Named-object pointing records:
══════════
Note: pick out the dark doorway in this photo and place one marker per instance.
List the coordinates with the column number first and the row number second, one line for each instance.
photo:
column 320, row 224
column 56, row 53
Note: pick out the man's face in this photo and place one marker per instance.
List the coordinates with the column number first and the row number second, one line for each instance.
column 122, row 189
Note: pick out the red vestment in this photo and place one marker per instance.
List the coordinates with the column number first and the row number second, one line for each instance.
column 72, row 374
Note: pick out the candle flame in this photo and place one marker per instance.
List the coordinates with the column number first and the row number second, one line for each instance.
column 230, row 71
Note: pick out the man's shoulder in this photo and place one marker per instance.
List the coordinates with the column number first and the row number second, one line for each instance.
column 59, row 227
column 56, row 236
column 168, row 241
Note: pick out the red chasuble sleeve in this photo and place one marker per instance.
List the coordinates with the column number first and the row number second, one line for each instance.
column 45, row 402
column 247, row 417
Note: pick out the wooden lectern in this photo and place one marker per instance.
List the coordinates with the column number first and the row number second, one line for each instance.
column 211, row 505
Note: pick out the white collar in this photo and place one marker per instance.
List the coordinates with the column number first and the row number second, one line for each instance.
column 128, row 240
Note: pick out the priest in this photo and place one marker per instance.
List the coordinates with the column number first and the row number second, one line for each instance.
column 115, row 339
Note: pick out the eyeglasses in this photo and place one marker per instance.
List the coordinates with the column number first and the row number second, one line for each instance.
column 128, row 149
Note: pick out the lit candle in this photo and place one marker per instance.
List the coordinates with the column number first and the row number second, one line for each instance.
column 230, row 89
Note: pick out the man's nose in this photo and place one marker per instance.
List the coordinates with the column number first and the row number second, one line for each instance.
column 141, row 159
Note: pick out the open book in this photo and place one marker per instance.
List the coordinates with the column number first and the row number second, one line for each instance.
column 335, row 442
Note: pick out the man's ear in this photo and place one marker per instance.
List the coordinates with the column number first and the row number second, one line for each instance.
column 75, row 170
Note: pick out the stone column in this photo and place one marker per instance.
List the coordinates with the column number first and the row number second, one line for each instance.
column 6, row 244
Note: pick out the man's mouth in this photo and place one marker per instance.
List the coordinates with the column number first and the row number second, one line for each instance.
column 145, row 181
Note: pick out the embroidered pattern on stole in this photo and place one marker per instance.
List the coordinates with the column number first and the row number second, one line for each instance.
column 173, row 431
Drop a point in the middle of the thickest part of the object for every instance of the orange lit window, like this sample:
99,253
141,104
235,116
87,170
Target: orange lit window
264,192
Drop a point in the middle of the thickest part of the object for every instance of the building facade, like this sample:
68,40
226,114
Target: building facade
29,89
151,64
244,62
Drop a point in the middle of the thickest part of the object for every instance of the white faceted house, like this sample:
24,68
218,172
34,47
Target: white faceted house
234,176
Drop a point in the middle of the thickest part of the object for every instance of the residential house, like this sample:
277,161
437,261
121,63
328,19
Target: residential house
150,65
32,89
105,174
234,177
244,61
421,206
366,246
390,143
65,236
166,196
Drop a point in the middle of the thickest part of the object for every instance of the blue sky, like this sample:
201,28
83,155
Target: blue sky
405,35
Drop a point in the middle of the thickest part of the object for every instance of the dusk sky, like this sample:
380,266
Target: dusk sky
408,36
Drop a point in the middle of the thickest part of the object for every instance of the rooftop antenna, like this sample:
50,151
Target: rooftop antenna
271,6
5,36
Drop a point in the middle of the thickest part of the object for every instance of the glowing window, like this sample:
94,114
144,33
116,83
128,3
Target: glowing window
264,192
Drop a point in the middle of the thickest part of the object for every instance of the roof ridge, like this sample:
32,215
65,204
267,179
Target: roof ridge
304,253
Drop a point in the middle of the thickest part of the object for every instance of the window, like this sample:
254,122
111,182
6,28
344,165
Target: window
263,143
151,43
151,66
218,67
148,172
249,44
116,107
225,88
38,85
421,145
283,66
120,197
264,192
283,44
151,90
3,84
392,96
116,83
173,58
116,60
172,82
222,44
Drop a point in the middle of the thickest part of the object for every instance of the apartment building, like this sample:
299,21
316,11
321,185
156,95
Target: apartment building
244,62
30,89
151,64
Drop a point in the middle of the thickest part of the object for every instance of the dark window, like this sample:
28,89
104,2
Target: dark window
══════════
## Given problem
Render the part of the data that opens with the line containing "Note: pick out the eyeglasses" and closes with the line containing "column 6, row 244" as a JSON list of strings, one string per line, with blank lines left out.

## Final result
[
  "Note: pick out the eyeglasses in this photo and place one marker per instance.",
  "List the coordinates with the column number first and the row number second, one line for each instance.",
  "column 128, row 149",
  "Note: pick out the lit candle in this photo and place one marker per instance.",
  "List the coordinates with the column number first and the row number second, one line for each instance.",
  "column 230, row 89",
  "Note: pick out the man's nose in this photo and place one marker per instance.",
  "List the coordinates with the column number first and the row number second, one line for each instance.",
  "column 141, row 159",
  "Note: pick out the open book in this photo and place one marker per instance.",
  "List the coordinates with the column number first and the row number second, one line for each instance.",
  "column 335, row 442",
  "Note: pick out the man's ear in this photo and place one marker per instance.",
  "List the coordinates with the column number first and the row number second, one line for each instance.",
  "column 75, row 170",
  "Note: pick out the stone column in this photo and place one marker per instance.",
  "List the coordinates with the column number first and the row number second, one line for each instance.",
  "column 6, row 244"
]